- Set task:
Nothing but the lines from the one with "Task: For every instance of the fingers" to the final line should be returned, each exactly as it appears.

- Input material:
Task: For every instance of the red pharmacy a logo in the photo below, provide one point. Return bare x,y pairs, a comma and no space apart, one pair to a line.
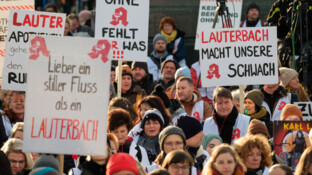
213,71
120,16
38,45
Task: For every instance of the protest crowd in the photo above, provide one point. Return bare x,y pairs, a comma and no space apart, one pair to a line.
167,123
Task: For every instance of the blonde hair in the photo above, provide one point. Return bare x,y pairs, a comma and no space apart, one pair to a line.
15,145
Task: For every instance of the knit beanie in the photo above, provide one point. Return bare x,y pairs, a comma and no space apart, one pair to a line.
169,130
252,5
167,61
44,171
142,65
190,126
257,127
183,71
47,161
289,110
153,114
207,139
158,37
119,162
159,91
287,74
256,96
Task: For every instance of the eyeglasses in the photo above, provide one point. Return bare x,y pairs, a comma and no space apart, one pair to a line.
176,168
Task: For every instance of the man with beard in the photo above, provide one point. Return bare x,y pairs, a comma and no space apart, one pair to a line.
142,77
158,56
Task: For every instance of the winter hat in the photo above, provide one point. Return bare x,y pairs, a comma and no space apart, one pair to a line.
289,110
159,91
183,71
153,114
44,171
257,127
167,61
252,5
119,162
207,139
47,161
142,65
256,96
287,74
158,37
169,130
190,126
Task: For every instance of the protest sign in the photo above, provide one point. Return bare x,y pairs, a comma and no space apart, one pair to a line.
126,23
22,24
239,56
207,12
306,109
291,138
67,95
5,7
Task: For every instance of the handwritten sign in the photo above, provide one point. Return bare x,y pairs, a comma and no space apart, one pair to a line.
22,24
67,95
126,23
240,56
207,12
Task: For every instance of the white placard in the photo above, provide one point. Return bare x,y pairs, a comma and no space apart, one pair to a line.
67,95
238,56
306,109
5,7
126,23
22,24
207,12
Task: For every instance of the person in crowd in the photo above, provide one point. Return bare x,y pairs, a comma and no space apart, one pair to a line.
77,29
205,92
129,89
142,77
253,107
119,124
304,167
290,81
191,100
123,103
193,131
168,69
255,151
175,39
252,20
210,142
122,163
146,104
13,112
280,169
152,124
224,161
20,162
158,56
226,121
178,162
275,99
291,113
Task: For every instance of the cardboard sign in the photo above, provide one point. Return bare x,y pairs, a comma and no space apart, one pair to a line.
291,138
207,12
5,7
239,56
126,23
306,109
22,24
67,95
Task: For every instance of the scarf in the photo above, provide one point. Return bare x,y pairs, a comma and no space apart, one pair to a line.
226,125
170,37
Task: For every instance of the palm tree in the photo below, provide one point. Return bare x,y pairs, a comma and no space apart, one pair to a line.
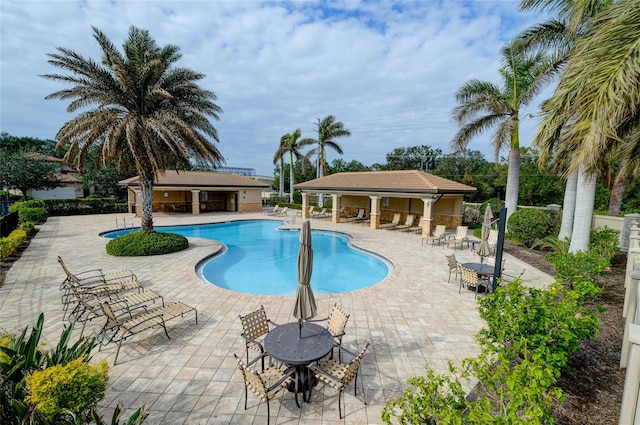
328,129
278,158
143,110
594,109
289,144
482,105
558,35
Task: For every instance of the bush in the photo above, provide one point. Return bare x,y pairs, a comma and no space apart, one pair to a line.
71,389
136,244
33,215
72,383
528,225
10,244
61,207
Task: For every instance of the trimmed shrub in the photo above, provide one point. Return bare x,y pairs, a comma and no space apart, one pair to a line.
60,207
137,244
528,225
33,215
10,244
71,389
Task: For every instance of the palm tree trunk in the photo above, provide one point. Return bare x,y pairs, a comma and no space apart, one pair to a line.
568,206
320,175
146,193
513,182
291,177
281,192
617,192
583,216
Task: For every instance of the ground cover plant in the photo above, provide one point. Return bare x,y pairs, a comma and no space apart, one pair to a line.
56,386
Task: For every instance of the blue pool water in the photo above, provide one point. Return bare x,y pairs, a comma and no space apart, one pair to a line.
260,259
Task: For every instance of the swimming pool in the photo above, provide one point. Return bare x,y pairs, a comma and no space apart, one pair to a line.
260,259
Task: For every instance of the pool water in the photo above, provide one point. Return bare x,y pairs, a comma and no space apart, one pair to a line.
260,259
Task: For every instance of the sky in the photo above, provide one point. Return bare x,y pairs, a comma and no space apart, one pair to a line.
388,70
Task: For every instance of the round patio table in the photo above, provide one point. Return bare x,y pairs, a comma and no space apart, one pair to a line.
299,348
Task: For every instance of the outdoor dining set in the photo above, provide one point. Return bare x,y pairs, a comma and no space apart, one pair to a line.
296,356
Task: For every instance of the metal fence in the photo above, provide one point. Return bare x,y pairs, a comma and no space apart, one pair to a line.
630,355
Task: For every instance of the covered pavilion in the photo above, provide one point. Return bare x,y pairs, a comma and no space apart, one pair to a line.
196,191
382,194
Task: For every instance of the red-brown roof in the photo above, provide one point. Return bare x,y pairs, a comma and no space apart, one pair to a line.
400,181
198,179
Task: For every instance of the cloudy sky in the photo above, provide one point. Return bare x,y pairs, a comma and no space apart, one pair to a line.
388,70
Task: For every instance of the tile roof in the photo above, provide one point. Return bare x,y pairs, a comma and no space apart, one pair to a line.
198,178
404,181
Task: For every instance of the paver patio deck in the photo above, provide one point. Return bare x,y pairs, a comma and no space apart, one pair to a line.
412,318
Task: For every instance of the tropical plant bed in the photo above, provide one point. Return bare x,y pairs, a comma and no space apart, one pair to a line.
593,385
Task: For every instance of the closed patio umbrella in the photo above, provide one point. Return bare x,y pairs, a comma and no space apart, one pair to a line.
484,249
305,304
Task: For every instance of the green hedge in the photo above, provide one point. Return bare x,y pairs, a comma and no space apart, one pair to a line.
149,243
58,207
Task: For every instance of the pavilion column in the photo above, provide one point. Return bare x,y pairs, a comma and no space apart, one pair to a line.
195,201
305,205
374,215
427,216
335,209
138,196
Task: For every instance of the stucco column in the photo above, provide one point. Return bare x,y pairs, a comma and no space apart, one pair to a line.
138,202
458,212
305,205
335,209
427,216
195,201
374,215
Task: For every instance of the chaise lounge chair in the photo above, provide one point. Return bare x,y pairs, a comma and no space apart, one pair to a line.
88,308
394,223
407,224
97,282
117,330
437,236
358,217
460,237
272,212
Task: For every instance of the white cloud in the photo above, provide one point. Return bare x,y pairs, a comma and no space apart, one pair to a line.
387,70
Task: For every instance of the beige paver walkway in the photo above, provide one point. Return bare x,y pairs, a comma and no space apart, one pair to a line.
413,318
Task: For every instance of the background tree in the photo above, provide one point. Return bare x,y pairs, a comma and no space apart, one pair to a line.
140,108
483,105
421,158
558,36
339,165
327,129
278,158
594,109
289,144
20,171
12,144
473,169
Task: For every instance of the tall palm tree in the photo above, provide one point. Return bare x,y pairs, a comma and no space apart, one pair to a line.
327,129
143,110
290,144
594,109
483,105
278,158
558,35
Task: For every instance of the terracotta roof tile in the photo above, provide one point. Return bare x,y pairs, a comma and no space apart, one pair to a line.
198,178
406,181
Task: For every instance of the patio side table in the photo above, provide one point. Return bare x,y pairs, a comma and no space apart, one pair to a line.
299,348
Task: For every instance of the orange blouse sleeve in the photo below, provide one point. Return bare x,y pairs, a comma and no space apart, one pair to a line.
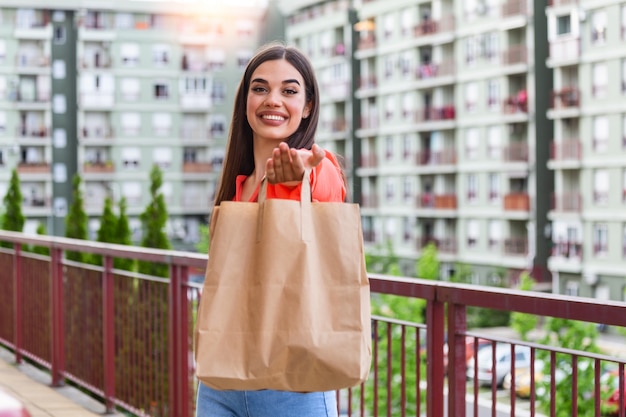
327,184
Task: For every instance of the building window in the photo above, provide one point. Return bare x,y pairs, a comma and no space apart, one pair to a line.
161,90
131,124
124,21
600,239
162,157
471,143
131,158
162,124
471,97
564,25
493,93
218,92
598,27
130,54
599,81
600,133
216,58
571,288
472,188
130,89
472,233
161,54
59,35
495,234
390,189
132,192
494,187
623,76
493,143
601,186
624,185
389,147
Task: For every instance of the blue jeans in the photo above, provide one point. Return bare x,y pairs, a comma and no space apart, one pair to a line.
264,403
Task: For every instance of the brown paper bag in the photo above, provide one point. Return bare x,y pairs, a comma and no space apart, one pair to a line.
285,303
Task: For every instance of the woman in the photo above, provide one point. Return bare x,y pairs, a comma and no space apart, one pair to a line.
272,135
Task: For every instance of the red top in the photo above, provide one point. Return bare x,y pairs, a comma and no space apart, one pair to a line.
326,184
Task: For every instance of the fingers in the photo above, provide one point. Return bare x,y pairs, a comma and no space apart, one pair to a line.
288,165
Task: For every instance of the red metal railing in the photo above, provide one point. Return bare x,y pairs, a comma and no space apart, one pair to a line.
127,338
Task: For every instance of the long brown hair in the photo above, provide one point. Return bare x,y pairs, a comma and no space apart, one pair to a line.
239,159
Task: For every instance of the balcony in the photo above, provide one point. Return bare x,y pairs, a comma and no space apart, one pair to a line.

- Result of this task:
Task: For every instance of the fingers in the photo above, provide one point. Return bare x,y pairs, a comma and no space apart, one pair to a line.
288,165
Task: For every instance of the red metal railing in the photo above, provide one point. Return bare x,y pairs, a comma and no space apart, one pair to a line.
127,338
Task: For every instance of the long brown hair in the photo above, provide one point. Return bare x,y pairs, a comma and no space apart, one pair to a line.
239,159
Task: For every instance of the balcony in the photo above, provide one point. Return bare x,y pairs, a comma and no space apart, one pair to a line.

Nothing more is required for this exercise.